● Tugas
Tulis ulang sebagian teks tentang karakter harta, mulai dari bagian yang memuat "Kita harus menyadari" dan berhenti setelah "Nisa 4: 131-132).". Ganti "genggaman" dengan "tangan".

Al-Qur'an

Dan janganlah kamu mengikuti apa yang kamu tidak mengetahui pengetahuan tentangnya. Sesungguhnya, pendengaran, penglihatan dan hati, semua itu akan diminta pertanggungjawabannya. (QS. Al-Israa' 36)

Kamis, April 05, 2012

Tiga Karakter Harta


Harta merupakan salah satu materi ujian kehidupan. Betapa banyak orang yang terjerumus pada cara-cara yang haram untuk bisa mendapatkan harta sebanyak-banyaknya. Dan tidak sedikit orang yang bergelimang harta, kemudian harta tersebut membawanya pada kehidupan penuh maksiat. Supaya tidak terperdaya harta, maka kita perlu memahami karakternya, yaitu :
1.      Harta sebagai titipan atau amanah Allah.

Kita harus menyadari bahwa apa yang ada pada genggaman kita adalah milik Allah yang dititipkan  dan harus dipertanggung-jawabkan dihadapan-Nya.
“Dan kepunyaan Allah-lah apa yang dilangit dan yang dibumi, dan sungguh Kami telah memerintahkan kepada yang diberi kitab sebelum kamu dan juga kepada kamu; bertaqwalah kepada Allah. Tetapi jika kamu kafir maka ketahuilah, sesungguhnya apa yang dilangit dan apa yang dibumi  hanyalah kepunyaan Allah dan Allah Maha Kaya lagi Maha Terpuji. Dan kepunyaan Allah-lah apa yang dilangit dan dibumi. Cukuplah Allah sebagai pemelihara”. (QS. An Nisa 4: 131-132).


Harta yang dimiliki belum tentu merupakan rezeki, karena rezeki yang sebenarnya adalah makanan yang dimakan, pakaian yang dipakai hingga lapuk, dan harta yang disedekahkan.

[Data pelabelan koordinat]
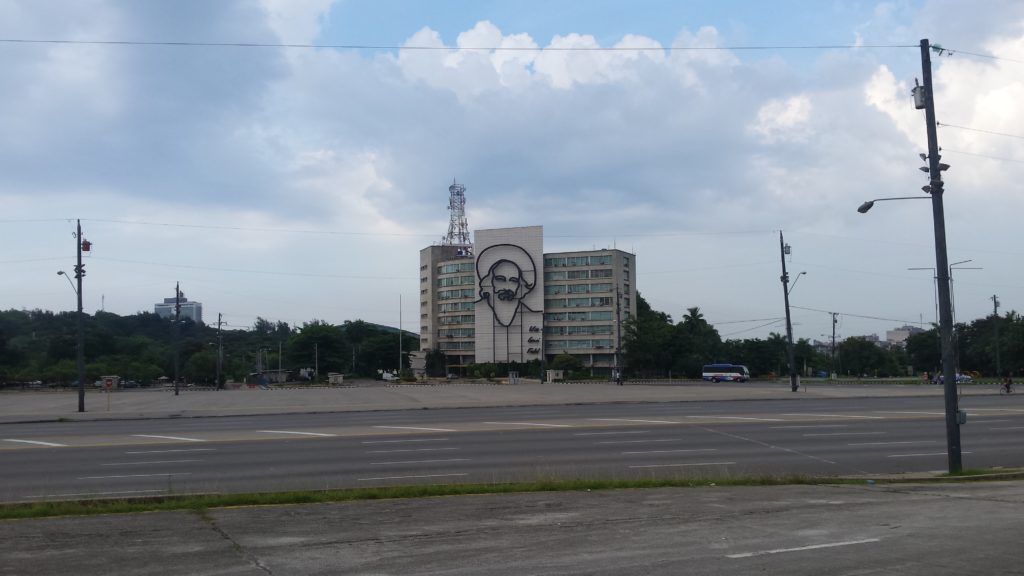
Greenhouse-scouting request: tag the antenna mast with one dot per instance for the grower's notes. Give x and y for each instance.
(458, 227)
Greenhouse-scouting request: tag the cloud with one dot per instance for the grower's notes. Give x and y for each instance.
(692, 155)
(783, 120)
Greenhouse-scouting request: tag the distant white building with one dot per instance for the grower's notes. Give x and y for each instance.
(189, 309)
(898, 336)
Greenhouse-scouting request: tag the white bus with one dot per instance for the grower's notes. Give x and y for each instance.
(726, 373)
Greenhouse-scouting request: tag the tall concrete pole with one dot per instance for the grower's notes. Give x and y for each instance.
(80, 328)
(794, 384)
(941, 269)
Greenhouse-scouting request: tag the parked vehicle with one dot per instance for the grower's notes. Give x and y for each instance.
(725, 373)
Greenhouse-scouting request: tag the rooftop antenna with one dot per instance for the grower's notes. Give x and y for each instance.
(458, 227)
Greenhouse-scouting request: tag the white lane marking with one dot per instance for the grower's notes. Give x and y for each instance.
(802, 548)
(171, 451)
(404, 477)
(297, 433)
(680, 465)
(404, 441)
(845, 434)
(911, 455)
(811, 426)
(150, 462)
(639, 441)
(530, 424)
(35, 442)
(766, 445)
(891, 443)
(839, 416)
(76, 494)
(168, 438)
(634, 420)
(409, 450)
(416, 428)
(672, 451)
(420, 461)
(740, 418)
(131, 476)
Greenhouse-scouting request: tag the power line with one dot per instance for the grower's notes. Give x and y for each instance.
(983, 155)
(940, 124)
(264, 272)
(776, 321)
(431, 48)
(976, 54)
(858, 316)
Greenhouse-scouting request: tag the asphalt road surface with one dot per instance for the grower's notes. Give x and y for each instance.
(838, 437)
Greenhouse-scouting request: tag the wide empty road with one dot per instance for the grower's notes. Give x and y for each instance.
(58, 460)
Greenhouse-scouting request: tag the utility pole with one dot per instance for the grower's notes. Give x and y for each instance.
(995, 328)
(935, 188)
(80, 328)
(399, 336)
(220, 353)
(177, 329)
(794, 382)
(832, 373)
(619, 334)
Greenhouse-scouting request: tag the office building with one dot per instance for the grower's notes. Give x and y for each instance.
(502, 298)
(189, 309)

● Hasil
Kita harus menyadari bahwa apa yang ada pada tangan kita adalah milik Allah yang dititipkan  dan harus dipertanggung-jawabkan dihadapan-Nya.
“Dan kepunyaan Allah-lah apa yang dilangit dan yang dibumi, dan sungguh Kami telah memerintahkan kepada yang diberi kitab sebelum kamu dan juga kepada kamu; bertaqwalah kepada Allah. Tetapi jika kamu kafir maka ketahuilah, sesungguhnya apa yang dilangit dan apa yang dibumi  hanyalah kepunyaan Allah dan Allah Maha Kaya lagi Maha Terpuji. Dan kepunyaan Allah-lah apa yang dilangit dan dibumi. Cukuplah Allah sebagai pemelihara”. (QS. An Nisa 4: 131-132).